Metin Bölümü:
::::::::::

Mlliyet Milliyet Blog Milliyet Blog
 
Facebook Connect
Blog Kategorileri
 

04 Nisan '10

 
Kategori
İnançlar
 

Kaderimizle İlgili

Kaderimizle İlgili
 

İnancımız gereği henüz biz doğmadan evvel yazılan KADERİMİZİ değiştirebilmek elimizde mi?

Bazen isyanlarda olunca, gayret ederiz bir nebze değiştirmeye...Ama ne kadar, ne mümkün?

Değiştirmek istediğimiz yazgı, tekil ve irade kapsamındaysa bu mümkündür. Meselâ, kötü bir alışkanlığı bırakmak gibi...

Ama iradenin dışında gelişen, kişilerden kaynaklanmayan bir yazgıyı değiştirmeye kalkmak mümkün değildir, meselâ, doğal afetler, vs...

Onun dıışında, yaradanın bizler için yazdığı "KADER" yaşam denilen ömür sahnesinde sahnelecek, bizler de o büyük oyunun figüranları olarak rolümüzü kusursuz oynayacağız., bu böyle gelmiştir, böyle devam edecektir...

Buna "teslimiyetçilik" diyebilir miyiz? istersek demiyelim, fark eden bir şey de yoktur zaten...

Kortların efsane oyuncusu ve Wimbledon şampiyonu Arthur Ashe, amansız bir hastalıktan ölmek üzereydi. Bu zamanda hayranlarından moral aşılayıcı, şifalar dileyen sayısız mektuplar almaktaydı.

Gelen mektuplardan bir tanesi tenis oyunsusunu çok etkilemişti. Mektup özetle şöyle diyordu:

"Tanrı, neden böylesi kötü bir hastalık için seni seçti?"

Arthur Ashe, mektuba insanı çok düşündüren şu cevabı verdi:

"Tüm dünyada 50 milyon çocuk tenis oynamaya başlar.

Bunlardan yaklaşık 5 milyon tanesi, tenis oynamayı öğrenir.

::::::::::

Veriler:

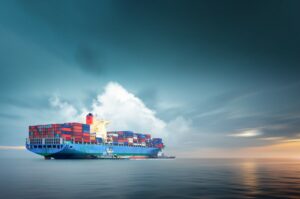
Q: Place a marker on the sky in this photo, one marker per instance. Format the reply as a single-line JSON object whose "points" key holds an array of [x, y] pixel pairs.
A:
{"points": [[213, 78]]}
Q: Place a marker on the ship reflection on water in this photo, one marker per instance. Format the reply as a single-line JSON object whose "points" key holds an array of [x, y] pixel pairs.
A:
{"points": [[179, 178]]}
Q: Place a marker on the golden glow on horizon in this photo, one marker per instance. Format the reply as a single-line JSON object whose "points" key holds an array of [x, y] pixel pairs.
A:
{"points": [[12, 147]]}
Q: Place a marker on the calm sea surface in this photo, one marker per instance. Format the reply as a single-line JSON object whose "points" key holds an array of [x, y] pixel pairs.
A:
{"points": [[32, 177]]}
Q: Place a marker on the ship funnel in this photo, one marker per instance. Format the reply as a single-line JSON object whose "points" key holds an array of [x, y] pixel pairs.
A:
{"points": [[99, 127], [89, 118]]}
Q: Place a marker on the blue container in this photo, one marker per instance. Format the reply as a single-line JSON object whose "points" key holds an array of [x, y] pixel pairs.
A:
{"points": [[99, 140], [67, 132]]}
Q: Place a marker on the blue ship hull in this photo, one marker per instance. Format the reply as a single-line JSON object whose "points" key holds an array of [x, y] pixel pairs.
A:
{"points": [[89, 151]]}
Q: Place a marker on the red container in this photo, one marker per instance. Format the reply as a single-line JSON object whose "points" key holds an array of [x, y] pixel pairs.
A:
{"points": [[66, 129], [89, 119]]}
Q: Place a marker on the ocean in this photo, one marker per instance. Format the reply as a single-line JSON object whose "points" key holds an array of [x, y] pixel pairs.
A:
{"points": [[34, 177]]}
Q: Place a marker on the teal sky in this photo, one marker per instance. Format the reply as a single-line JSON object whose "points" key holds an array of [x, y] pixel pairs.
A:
{"points": [[228, 70]]}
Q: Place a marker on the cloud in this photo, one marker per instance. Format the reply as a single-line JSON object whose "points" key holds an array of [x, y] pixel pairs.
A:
{"points": [[247, 133], [66, 110], [126, 112], [12, 147]]}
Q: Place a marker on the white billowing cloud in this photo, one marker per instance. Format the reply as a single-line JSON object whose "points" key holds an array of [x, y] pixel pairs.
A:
{"points": [[127, 112], [247, 133]]}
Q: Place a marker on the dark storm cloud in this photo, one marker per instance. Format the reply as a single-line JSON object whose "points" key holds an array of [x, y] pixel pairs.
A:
{"points": [[231, 63]]}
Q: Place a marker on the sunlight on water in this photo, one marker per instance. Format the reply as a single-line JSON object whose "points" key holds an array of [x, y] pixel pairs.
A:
{"points": [[180, 178]]}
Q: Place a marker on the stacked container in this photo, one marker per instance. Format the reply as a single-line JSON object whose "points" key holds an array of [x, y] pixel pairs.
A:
{"points": [[68, 131]]}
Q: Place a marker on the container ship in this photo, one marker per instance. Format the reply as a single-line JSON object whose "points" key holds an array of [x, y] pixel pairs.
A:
{"points": [[90, 141]]}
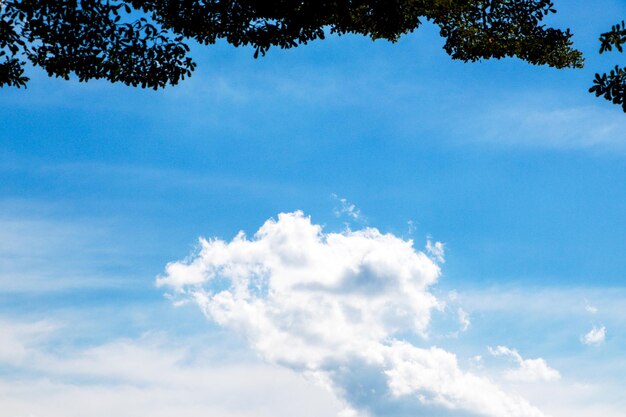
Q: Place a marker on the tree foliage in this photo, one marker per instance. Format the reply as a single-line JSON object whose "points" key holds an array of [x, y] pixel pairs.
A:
{"points": [[143, 42], [612, 86]]}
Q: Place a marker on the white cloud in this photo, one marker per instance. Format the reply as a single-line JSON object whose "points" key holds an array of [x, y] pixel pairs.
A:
{"points": [[464, 319], [346, 208], [595, 336], [529, 370], [436, 251], [148, 376], [532, 123], [333, 306]]}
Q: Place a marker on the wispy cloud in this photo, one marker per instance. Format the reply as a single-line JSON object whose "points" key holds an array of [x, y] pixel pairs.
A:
{"points": [[596, 336], [347, 208], [150, 375], [529, 370]]}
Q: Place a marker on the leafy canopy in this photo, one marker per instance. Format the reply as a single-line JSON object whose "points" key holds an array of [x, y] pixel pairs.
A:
{"points": [[612, 86], [142, 42]]}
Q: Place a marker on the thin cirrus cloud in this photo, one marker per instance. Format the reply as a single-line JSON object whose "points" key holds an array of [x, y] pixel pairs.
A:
{"points": [[333, 307], [528, 370], [595, 337]]}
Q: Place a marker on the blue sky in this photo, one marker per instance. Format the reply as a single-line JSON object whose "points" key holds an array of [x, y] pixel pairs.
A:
{"points": [[516, 169]]}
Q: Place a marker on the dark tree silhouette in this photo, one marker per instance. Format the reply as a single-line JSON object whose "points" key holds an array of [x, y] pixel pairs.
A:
{"points": [[612, 86], [142, 42]]}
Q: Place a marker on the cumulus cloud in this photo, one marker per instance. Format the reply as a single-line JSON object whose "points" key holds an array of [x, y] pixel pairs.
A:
{"points": [[590, 308], [529, 370], [337, 307], [436, 251], [595, 336]]}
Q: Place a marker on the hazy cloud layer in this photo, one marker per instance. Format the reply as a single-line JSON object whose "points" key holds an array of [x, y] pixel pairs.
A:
{"points": [[341, 309], [528, 370]]}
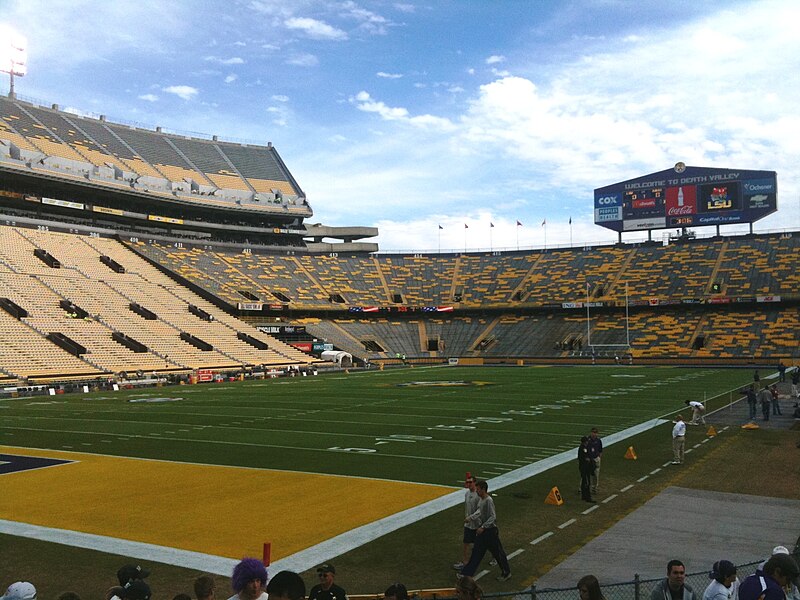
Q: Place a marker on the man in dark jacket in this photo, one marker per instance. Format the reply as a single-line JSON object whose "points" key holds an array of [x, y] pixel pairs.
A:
{"points": [[674, 586]]}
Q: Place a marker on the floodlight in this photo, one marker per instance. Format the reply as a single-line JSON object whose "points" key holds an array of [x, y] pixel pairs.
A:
{"points": [[13, 55]]}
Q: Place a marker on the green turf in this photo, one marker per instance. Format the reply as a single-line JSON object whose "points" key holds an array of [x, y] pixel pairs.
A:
{"points": [[422, 424]]}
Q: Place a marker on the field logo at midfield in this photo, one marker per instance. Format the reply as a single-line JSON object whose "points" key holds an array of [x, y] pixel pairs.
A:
{"points": [[456, 383]]}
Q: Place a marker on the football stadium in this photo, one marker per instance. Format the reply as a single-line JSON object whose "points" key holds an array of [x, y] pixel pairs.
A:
{"points": [[191, 372]]}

::::::::::

Yapılacaklar Listesi:
1. Kaderle ilgili yazının "Kortların efsane oyuncusu" sözcüklerini içeren ifadeyle başlayıp "tenis oynamaya başlar." ile biten kısmını, "Arthur Ashe" yerine "Ashe" kullanarak yeniden yazınız.
2. Kaderle ilgili yazıya göre aşağıdaki soruları yanıtlayınız.
(a) Yazgıyı değiştirmek hangi durumda mümkündür?
(b) Arthur Ashe hangi turnuvanın şampiyonu olarak anılmaktadır?
(c) Tenis oynamaya başlayan 50 milyon çocuktan yaklaşık kaçı tenis oynamayı öğrenir?

Görev Yanıtları:
1.
Kortların efsane oyuncusu ve Wimbledon şampiyonu Ashe, amansız bir hastalıktan ölmek üzereydi. Bu zamanda hayranlarından moral aşılayıcı, şifalar dileyen sayısız mektuplar almaktaydı.

Gelen mektuplardan bir tanesi tenis oyunsusunu çok etkilemişti. Mektup özetle şöyle diyordu:

"Tanrı, neden böylesi kötü bir hastalık için seni seçti?"

Ashe, mektuba insanı çok düşündüren şu cevabı verdi:

"Tüm dünyada 50 milyon çocuk tenis oynamaya başlar.

2.
(a) Değiştirilmek istenen yazgı tekil ve irade kapsamındaysa mümkündür; örneğin kötü bir alışkanlığı bırakmak.
(b) Wimbledon.
(c) Yaklaşık 5 milyonu.